→ **EXERCISE**: Your task is to copy every record exactly.

→ **EXCERPTED RECORDS**:
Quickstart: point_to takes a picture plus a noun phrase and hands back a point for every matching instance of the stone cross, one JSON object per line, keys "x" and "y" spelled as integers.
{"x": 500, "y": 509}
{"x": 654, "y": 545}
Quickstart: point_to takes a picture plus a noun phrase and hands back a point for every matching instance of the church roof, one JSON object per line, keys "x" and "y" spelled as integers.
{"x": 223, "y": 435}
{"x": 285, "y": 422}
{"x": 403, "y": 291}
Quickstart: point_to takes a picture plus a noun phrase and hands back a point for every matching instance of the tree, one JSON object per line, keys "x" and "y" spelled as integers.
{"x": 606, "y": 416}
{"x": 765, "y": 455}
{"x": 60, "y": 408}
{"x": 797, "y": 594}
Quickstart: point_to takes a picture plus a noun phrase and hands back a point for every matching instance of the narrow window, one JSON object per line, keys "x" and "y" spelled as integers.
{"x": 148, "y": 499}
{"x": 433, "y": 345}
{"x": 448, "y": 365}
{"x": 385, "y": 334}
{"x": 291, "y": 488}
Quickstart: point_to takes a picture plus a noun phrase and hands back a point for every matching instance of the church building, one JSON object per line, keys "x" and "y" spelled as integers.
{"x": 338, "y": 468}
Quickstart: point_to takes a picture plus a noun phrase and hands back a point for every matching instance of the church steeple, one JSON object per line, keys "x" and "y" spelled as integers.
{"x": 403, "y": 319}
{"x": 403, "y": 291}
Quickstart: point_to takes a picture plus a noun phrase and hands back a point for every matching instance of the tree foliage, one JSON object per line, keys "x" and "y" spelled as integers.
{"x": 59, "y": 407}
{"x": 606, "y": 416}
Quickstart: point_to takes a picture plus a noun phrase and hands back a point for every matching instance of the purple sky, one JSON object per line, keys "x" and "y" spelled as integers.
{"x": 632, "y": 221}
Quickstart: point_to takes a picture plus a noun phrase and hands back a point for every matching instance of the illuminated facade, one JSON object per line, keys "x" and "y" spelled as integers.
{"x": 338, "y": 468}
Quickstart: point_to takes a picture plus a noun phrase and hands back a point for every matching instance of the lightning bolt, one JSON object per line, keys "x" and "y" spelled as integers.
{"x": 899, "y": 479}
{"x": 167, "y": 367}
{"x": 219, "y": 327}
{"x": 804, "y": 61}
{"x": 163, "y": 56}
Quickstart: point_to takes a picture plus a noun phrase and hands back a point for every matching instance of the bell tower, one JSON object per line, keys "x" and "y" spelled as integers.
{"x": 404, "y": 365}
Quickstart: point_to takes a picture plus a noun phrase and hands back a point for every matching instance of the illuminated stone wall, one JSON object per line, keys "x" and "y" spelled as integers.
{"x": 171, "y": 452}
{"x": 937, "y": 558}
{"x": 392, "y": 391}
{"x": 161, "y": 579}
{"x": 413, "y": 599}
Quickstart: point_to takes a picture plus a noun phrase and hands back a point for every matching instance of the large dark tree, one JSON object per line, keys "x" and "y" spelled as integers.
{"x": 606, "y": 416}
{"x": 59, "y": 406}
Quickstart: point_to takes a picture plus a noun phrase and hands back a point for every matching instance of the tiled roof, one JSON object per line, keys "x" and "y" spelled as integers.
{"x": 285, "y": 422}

→ **REPLY TO THE TASK**:
Quickstart: point_to takes a picture plus a noun phrase and hands back a point for every matching instance of the stone cross, one JSON object per line, keys "x" and "y" spelled as integers.
{"x": 500, "y": 509}
{"x": 654, "y": 545}
Quickstart: point_to takes a picture plus a noun phrase and hands back a point for every matching instance of the church roof, one JSON object per line, keys "x" and "y" spelled as integers.
{"x": 223, "y": 435}
{"x": 285, "y": 422}
{"x": 403, "y": 291}
Quickstart: point_to takes a picture plus a noun phrase and hands back a point for every matching instance of the tree, one JSON object per line, keys "x" and "y" spelled as integers.
{"x": 606, "y": 416}
{"x": 765, "y": 455}
{"x": 60, "y": 408}
{"x": 797, "y": 594}
Quickstart: point_to takes a picture plus a noun phrase and hands back a point for every matching instance of the narrow window, one JSON object per line, keys "x" and "y" spelled as integers.
{"x": 148, "y": 499}
{"x": 433, "y": 345}
{"x": 448, "y": 365}
{"x": 385, "y": 334}
{"x": 291, "y": 488}
Quickstart: point_to takes a picture plus a noun phrase and hands back a point for every matching instance of the church building, one JSON object per line, keys "x" and "y" spelled as integers.
{"x": 338, "y": 468}
Quickstart: point_to takes a picture plus a noun phrase and hands back a point for every matching instance of the church steeple, one JSON object per line, keys "x" and "y" spelled as integers.
{"x": 403, "y": 319}
{"x": 403, "y": 291}
Quickstart: point_to takes a picture plus a noun phrase and hands back a point for every matching instance of the tree foliage, one JSON object per line, keys "x" and "y" spelled as integers.
{"x": 59, "y": 407}
{"x": 606, "y": 416}
Quickstart: point_to takes a picture plus a noun phrase and hands back a point for every matching instance of the purple sky, one JSON object per line, keys "x" and "y" spelled as integers.
{"x": 632, "y": 221}
Quickstart: point_to takes a picture plus a noun phrase and hands back a point for every matching instance of the illuminated facade, one JSON object per line, keys "x" and "y" spelled as integers.
{"x": 338, "y": 468}
Quickstart: point_to takes a picture plus a noun phrase and hands back a point for every matching instance of the lightning bolt, one JSON object per line, keys "x" and "y" spelled as integers.
{"x": 899, "y": 479}
{"x": 167, "y": 367}
{"x": 219, "y": 327}
{"x": 804, "y": 61}
{"x": 163, "y": 56}
Quickstart: point_to takes a picture plus a noun phrase and hands back a point for every matching instance of the bell tower, one JSON object per line, keys "x" and "y" spelled as integers.
{"x": 404, "y": 365}
Quickstart: point_to takes a picture plus a noun phrase and hands back a point for every matching instance of the illuminated stone wall, one JSON object per line, keys "x" and "y" spelled as integers.
{"x": 171, "y": 452}
{"x": 937, "y": 558}
{"x": 392, "y": 391}
{"x": 161, "y": 579}
{"x": 413, "y": 599}
Quickstart: point_to takes a picture plus a noun phrase and hands back a point for every matching instance of the large dark tree, one JSON object per line, keys "x" and "y" spelled as integers.
{"x": 606, "y": 416}
{"x": 59, "y": 406}
Quickstart: point_to takes a picture plus a noun phrase and hands back a point for every matching instance of the tiled roof, one JSON object per line, keys "x" and "y" spelled as integers.
{"x": 285, "y": 422}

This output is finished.